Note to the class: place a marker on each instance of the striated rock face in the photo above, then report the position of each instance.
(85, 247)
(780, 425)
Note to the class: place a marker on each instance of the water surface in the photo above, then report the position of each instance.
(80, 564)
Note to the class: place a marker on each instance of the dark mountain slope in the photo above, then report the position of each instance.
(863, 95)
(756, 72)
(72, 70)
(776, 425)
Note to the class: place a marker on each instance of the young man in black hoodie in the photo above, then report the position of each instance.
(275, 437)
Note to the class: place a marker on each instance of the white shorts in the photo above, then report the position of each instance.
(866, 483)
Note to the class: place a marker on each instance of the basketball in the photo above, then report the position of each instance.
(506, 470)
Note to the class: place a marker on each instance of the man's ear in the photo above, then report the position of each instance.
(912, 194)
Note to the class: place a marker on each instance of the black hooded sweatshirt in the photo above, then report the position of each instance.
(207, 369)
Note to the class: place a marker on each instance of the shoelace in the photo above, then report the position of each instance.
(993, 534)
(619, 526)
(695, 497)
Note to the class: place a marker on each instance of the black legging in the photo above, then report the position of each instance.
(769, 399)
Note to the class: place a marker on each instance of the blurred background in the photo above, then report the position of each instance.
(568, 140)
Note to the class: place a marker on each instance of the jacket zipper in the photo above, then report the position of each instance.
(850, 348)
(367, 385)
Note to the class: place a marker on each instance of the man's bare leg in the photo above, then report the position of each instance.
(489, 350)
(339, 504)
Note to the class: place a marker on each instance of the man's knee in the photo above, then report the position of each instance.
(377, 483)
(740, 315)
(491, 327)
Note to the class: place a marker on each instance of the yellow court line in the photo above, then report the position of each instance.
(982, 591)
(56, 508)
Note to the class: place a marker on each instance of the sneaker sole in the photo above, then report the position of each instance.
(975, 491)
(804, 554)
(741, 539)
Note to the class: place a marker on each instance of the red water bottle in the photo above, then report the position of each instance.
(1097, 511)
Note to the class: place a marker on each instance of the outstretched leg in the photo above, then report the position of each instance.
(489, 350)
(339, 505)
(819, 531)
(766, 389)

**WRITTEN TASK**
Each line of the material should be echoed exactly.

**TASK ANSWER**
Note to the class: place a marker on each instance of the striated rock face in the photo above, then report the position of each instance.
(85, 247)
(780, 425)
Note to the class: place a marker on each instance of the water surface in the photo above, then report the position of each instance.
(80, 564)
Note to the class: place a marker on each instance of the dark mountain slope in the photo above, then report the position of each instance.
(863, 95)
(756, 72)
(72, 70)
(776, 425)
Note to the class: place a marker on each instance of the young man in black hoodie in the photo above, then report the position of each instance.
(275, 437)
Note to the class: place a marker on each instance of the white shorts in the photo above, then report the position of each instance.
(866, 483)
Note to the class: place a marker on each instance of the basketball in the photo above, then report the position of each instance.
(506, 470)
Note to the class: place a marker on each instance of the man's ear in the photo above, then report the position of each instance.
(912, 194)
Note to the class: place a marker on each instance of the black hooded sweatshirt in the photo above, then report the position of each instance.
(207, 369)
Note to the class: place a marker on each instance of the shoelace in the photo above, then report the position of each instance.
(993, 534)
(619, 526)
(695, 497)
Note to the class: place a marker on each instance of the black legging in the photo above, then report the position of each instance.
(769, 399)
Note to the class: place a marker on each instance of the blurred background in the photo above, then report the position of each instance.
(568, 140)
Note to the class: place a marker on each instance of the jacket zipper in the photo above, then report the position of each instance.
(850, 348)
(367, 385)
Note to the class: place a marker on each instance of the man's bare leg in the photo above, then report the position of each instance.
(489, 350)
(339, 504)
Note to the class: place a marker on each instance of the man's knee in the photo above, then report the position of each instance.
(377, 483)
(740, 315)
(491, 327)
Note to the class: place a marker on each instance of the yellow court line in the photo above, then report the position of each instance.
(982, 591)
(56, 508)
Note to the class: place a marker on each instance of the sneaker sole in the photo above, then report the position of each instance.
(975, 491)
(804, 554)
(741, 539)
Note to the class: place a marker on each instance of the red water bottle in the photo above, then report the position of each instance.
(1097, 511)
Note to the class: place a marker on each instance of the outstretched leg in the photo above, then report the position of each instance.
(489, 350)
(339, 505)
(819, 531)
(766, 389)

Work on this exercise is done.